╭─ Selected passage

As a fitness and wellness professional, you too are a practitioner of the transformative arts. Clients look to you every day to help them conjure change, and they’re increasingly aware that the physical, mental and spiritual realms work together. How can you help them improve their skills at transforming intentions into reality? We asked a diverse panel of fitness professionals to discuss their beliefs and experiences.
If Wishes Were Horses
The book and movie The Secret by Rhonda Byrne (Atria/Beyond Words 2006) turned the concept of manifesting into a mainstream phenomenon, for better or worse. “After The Secret, we had to do a lot of triage on people who got the wrong message,” says David-Dorian Ross, creator of the TaijiFit™ Experience, seven-time U.S. national champion, world silver medalist and two-time world bronze medalist in tai chi. “People thought all they had to do was think positive thoughts to get what they wanted. While many of us think positively about having a lot of money, very few of us have an armored car drive up to our front door and drop it off. People missed the critical component of taking action. As fitness professionals know, it’s important to think positively about fitness, but you also have to combine it with actual work.”
“The whole idea that there’s some awesome way to wish that will make things happen is completely unfounded and narcissistic,” says Will Marre, founder and CEO of the REALeadership Alliance, and co-founder and former president of the Covey Leadership Center. “If it were that easy, everyone would be doing it. In its worst form, the law of attraction can encourage blaming the victim for tragedies. It can also give people the idea they don’t have to act, or take as much action, because envisioning will be enough.”
Highly successful people get that way by being extraordinary at something and working hard at it, says Marre. “We hear the manifesting success stories, but not the failures. For every superstar, there are hundreds or thousands whose dreams don’t come true.” Despite Marre’s skepticism, he does believe that positive thoughts can lead to success. “We shouldn’t wait for our best life to start. It’s happening right now! Being able to imagine your goals is necessary but insufficient. You have to take action consistent with that vision. The genius of the law of attraction is that you think about what you want and pay attention to opportunities you otherwise wouldn’t see. You get better at paying attention to what has already been there. If you find and develop your ‘superpower,’ or an area in which you are extraordinary, you’ll be successful. On the other hand, if you tell yourself negative things—for example, that you’ll never get clients who will pay you what you are worth—you are much less likely to see opportunities or take action.”

╰─
╭─ Listed entries

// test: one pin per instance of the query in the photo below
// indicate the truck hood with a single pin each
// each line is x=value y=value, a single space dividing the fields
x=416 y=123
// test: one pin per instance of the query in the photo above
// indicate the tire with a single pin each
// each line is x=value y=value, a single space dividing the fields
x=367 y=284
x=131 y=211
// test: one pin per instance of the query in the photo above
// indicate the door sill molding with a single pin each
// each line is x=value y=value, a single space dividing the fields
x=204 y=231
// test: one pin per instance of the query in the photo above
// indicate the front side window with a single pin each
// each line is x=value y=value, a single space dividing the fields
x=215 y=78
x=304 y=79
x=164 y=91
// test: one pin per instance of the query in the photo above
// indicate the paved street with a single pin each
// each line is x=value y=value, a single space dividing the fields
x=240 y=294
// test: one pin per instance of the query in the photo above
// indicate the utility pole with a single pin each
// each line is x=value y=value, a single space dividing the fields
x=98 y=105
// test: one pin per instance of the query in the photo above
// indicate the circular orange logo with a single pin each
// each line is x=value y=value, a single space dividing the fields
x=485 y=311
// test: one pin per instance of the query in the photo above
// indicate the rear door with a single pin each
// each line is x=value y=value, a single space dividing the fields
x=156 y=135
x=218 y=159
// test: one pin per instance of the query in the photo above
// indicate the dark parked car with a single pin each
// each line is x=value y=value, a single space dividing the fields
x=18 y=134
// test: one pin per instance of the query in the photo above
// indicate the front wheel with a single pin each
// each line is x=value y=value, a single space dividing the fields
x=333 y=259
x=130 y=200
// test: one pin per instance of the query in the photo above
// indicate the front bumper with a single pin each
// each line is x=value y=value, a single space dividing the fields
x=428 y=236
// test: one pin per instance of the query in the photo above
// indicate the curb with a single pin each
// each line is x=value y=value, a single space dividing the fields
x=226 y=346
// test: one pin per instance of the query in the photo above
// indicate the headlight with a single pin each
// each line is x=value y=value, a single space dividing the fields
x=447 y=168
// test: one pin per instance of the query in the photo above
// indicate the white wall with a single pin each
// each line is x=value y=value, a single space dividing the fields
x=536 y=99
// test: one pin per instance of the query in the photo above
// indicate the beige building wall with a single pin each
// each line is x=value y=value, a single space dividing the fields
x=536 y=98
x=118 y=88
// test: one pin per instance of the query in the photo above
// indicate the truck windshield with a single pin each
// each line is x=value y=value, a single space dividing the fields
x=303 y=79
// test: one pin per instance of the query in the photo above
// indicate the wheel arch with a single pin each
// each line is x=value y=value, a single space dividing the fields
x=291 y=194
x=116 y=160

╰─

* Problem to work on: Give a two-sentence summary of the manifesting passage above.

* Complete output: The manifesting passage asks how fitness professionals can help clients turn intentions into reality, and David-Dorian Ross says many people took the wrong message from The Secret, thinking positive thoughts alone would get them what they wanted and missing the need for action. Will Marre calls the idea of wishing things into being unfounded and narcissistic, yet he believes positive thoughts can lead to success when people take action consistent with their vision and pay attention to opportunities they would otherwise miss.